Of course, not every contributory project relies entirely on the participation of visitors.  In many cases, the institution feels that visitors' contributions, while not necessary, will add a unique and desirable flavor to a project.  For example, the London Science Museum didn't need to invite visitors to share their own toys during the run of the Playing with Science exhibition, but visitors' voices added a personal touch to the story of how people have engaged with scientific toys throughout history.  Nor did the Powerhouse Museum's Odditoreum have to allow visitors to make their own labels for the strange objects, but their inclusion promoted the sense of fun and object exploration that permeated the gallery.  In a marketing example, the Metropolitan Museum ran a photography contest in 2009 called "It's Time We Met" in which the institution encouraged people to share photos on the photo-sharing site Flickr of themselves exploring the Metropolitan Museum.  While several people submitted typical museum shots, a few contributed shots of themselves engaging with the art in humorous, touching, and surprising ways.  The poster shot for the contest was one of a middle-aged couple, locked in a passionate kiss next to a sculpture of figures in a similarly amorous position.  This photo was not necessary to advertise the museum, but its spontaneity and joy conveyed a unique message that would have been hard for the marketing department to manufacture.  These kinds of projects, in which visitors' contributions are seen as a way to personalize and energize more traditional projects, tend to accentuate visitors' creativity.  Unlike projects of necessity, in which institutions often introduce constraints to ensure consistency of contributions, these projects thrive when visitors are given license--and models--to do something a little out of the ordinary.

> **What is being asked**:
Name every museum mentioned in the passage on visitor contributions to museum projects. The listing has nothing to do with this.

[Coordinate annotation listing]

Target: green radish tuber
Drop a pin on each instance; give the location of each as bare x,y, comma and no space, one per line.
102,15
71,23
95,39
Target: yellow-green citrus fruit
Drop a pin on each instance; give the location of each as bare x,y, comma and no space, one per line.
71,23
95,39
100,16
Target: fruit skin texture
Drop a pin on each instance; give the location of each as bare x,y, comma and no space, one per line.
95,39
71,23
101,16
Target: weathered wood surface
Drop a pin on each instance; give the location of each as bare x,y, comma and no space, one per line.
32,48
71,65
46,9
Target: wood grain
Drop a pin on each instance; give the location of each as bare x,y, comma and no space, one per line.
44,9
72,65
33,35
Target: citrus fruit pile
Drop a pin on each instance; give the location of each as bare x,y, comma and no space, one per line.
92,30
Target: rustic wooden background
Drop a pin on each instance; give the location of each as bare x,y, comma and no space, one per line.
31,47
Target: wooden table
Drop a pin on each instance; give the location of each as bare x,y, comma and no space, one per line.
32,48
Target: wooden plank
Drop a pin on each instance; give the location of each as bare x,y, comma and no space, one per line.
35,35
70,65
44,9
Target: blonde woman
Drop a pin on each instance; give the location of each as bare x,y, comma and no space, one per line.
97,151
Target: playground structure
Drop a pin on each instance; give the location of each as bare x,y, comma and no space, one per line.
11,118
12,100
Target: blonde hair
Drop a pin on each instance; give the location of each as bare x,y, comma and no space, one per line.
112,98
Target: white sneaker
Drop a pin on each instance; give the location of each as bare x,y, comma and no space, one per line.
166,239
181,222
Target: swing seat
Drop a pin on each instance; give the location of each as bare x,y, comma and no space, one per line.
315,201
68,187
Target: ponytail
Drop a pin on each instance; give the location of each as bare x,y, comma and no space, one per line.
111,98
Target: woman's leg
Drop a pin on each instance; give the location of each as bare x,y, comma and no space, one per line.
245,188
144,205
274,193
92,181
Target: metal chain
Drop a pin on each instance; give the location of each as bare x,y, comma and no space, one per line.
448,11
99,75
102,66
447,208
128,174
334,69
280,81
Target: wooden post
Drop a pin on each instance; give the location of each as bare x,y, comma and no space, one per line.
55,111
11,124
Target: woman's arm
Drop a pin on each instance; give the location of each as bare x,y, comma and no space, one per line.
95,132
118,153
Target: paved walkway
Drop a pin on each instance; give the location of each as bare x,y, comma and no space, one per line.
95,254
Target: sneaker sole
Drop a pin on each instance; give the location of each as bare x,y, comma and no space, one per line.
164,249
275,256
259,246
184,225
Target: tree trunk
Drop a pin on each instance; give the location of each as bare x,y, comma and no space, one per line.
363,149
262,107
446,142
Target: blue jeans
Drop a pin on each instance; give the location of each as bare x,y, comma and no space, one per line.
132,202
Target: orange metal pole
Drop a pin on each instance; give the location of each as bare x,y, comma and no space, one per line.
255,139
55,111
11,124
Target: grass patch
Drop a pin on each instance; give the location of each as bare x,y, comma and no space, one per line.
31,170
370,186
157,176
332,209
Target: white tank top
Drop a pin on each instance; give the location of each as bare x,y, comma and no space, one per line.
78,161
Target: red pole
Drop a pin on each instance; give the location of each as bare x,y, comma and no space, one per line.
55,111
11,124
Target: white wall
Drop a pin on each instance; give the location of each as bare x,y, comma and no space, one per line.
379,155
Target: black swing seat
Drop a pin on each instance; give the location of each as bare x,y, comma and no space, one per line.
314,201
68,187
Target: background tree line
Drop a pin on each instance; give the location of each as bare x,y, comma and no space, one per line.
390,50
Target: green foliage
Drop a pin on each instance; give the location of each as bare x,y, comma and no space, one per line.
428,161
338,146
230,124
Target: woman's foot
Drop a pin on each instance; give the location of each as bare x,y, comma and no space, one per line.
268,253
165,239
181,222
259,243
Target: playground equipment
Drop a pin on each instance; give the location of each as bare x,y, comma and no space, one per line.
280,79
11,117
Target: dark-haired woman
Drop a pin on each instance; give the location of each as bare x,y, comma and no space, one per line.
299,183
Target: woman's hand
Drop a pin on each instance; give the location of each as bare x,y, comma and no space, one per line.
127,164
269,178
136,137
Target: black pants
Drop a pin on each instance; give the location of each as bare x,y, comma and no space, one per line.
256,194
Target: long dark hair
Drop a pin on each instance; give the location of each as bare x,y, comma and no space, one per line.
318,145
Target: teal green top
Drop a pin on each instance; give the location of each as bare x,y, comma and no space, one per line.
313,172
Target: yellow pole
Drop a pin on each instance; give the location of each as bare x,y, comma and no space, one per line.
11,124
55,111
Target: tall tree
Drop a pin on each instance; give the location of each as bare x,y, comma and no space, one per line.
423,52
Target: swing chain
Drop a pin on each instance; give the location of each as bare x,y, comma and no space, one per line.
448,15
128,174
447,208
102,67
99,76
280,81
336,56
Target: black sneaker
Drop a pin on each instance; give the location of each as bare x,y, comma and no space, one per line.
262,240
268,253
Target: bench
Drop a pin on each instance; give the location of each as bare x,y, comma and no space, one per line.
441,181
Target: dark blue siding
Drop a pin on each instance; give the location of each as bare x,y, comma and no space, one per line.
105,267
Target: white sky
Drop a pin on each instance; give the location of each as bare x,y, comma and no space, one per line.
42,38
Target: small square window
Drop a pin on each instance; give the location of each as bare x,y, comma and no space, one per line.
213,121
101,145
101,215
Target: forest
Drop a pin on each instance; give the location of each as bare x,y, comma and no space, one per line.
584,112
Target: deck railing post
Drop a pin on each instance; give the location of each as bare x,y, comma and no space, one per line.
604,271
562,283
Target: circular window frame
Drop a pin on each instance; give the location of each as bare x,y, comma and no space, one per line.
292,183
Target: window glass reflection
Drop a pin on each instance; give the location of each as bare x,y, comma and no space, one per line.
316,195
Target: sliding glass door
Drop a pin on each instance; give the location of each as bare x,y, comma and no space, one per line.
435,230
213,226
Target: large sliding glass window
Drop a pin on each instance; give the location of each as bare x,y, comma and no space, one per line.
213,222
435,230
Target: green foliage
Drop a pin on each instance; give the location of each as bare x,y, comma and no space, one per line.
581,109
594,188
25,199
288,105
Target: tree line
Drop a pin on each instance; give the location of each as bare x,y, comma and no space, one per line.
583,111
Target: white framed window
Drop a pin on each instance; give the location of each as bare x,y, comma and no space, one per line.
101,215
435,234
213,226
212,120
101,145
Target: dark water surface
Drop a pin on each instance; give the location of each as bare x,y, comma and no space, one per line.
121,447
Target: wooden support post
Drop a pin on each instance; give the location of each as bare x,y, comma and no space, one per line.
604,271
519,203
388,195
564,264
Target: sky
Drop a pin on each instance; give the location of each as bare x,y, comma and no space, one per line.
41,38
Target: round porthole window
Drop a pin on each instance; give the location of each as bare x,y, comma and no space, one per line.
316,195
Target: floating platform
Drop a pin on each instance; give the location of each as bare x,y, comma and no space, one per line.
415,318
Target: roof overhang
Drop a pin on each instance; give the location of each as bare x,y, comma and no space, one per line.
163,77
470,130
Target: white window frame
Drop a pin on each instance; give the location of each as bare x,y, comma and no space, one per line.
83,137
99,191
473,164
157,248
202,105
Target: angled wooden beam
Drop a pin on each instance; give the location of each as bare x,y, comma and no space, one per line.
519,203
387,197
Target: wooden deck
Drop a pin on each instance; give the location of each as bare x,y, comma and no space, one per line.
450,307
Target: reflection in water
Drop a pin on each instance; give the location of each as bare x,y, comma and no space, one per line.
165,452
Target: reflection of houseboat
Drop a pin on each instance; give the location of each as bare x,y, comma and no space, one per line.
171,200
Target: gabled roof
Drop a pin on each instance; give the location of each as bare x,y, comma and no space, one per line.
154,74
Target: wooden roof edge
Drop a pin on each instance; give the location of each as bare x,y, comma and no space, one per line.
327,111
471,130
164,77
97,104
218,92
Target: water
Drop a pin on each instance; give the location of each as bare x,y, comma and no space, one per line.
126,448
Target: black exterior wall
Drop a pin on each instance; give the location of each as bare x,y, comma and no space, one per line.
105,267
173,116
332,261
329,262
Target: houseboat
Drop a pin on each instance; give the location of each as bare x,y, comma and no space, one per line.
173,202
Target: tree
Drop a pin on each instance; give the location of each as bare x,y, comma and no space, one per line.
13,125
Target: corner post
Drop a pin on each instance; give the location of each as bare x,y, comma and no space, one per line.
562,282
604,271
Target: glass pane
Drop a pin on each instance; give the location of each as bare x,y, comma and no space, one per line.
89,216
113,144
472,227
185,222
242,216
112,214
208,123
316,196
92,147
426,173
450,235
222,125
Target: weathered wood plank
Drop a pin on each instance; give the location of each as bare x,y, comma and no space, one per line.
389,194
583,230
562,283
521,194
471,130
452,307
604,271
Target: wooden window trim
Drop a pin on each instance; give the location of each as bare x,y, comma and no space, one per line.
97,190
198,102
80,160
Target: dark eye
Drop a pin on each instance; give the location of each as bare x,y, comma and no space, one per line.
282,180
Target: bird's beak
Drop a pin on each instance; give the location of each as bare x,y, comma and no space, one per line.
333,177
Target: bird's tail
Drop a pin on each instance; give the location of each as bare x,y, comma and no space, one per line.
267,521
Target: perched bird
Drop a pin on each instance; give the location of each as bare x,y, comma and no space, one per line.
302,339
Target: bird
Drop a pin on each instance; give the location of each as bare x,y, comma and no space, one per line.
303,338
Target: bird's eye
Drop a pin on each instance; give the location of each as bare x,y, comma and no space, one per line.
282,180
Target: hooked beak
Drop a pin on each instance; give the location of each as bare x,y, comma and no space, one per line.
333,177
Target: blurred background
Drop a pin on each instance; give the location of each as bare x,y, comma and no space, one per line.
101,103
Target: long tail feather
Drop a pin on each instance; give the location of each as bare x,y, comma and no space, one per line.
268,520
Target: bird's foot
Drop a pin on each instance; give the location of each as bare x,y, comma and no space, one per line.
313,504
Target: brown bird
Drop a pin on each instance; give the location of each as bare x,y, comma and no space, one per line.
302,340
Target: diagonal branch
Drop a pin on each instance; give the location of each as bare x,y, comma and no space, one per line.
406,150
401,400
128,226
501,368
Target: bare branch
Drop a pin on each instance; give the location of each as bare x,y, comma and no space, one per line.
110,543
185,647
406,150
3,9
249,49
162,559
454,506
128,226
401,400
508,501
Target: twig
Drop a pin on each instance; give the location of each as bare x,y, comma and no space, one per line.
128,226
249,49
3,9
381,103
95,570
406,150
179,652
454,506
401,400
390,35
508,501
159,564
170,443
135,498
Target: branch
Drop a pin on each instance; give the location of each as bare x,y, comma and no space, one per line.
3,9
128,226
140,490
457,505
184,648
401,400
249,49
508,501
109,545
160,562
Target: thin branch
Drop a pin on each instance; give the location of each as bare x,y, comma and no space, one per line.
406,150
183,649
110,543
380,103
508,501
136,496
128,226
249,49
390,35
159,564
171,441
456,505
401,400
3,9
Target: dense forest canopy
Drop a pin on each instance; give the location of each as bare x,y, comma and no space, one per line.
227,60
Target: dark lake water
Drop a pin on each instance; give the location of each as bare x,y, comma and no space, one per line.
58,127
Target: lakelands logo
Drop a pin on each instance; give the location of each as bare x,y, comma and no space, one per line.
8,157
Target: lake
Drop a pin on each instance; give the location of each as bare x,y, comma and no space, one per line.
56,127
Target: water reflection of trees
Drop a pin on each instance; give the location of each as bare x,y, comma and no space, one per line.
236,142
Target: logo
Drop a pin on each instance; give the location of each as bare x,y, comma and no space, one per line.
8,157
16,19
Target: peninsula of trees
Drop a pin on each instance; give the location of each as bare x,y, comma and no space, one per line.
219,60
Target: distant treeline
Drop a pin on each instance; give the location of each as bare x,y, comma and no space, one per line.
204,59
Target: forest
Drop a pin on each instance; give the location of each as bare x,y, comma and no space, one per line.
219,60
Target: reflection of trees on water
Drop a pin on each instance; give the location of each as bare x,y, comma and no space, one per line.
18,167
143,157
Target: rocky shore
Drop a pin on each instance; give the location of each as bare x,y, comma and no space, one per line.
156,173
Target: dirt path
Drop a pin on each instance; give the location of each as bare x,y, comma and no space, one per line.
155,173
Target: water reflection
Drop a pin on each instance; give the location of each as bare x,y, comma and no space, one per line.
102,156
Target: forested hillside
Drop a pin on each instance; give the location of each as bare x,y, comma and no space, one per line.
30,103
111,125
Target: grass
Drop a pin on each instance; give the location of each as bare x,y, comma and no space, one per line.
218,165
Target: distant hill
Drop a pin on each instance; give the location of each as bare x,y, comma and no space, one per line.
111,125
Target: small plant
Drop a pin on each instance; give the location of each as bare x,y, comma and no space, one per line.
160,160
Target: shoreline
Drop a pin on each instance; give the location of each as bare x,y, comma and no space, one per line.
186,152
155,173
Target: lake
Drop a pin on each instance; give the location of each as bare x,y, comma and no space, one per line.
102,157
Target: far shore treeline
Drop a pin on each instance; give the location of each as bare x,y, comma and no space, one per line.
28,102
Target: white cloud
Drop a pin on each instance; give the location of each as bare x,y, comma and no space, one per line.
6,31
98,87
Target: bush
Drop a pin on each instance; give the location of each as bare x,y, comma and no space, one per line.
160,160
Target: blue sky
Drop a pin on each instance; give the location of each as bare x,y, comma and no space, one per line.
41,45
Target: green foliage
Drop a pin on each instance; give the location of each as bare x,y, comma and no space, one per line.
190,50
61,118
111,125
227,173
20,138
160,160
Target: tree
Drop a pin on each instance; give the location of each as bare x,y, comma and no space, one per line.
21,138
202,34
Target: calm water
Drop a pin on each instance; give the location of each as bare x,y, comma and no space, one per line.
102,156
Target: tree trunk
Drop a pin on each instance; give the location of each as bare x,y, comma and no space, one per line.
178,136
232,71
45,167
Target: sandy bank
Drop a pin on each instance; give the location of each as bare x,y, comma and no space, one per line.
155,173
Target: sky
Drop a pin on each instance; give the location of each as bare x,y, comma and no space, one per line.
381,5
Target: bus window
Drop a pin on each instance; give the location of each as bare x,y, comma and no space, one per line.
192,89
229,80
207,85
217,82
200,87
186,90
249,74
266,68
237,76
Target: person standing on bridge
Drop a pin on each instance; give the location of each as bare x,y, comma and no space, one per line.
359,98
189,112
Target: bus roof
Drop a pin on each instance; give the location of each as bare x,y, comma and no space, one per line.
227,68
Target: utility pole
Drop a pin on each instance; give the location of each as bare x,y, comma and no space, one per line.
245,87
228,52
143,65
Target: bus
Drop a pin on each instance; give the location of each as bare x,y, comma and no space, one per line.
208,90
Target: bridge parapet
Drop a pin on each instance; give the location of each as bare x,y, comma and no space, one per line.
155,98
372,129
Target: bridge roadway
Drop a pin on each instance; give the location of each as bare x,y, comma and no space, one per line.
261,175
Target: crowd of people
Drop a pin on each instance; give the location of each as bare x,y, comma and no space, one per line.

> **Full solution**:
London Science Museum, Powerhouse Museum, Metropolitan Museum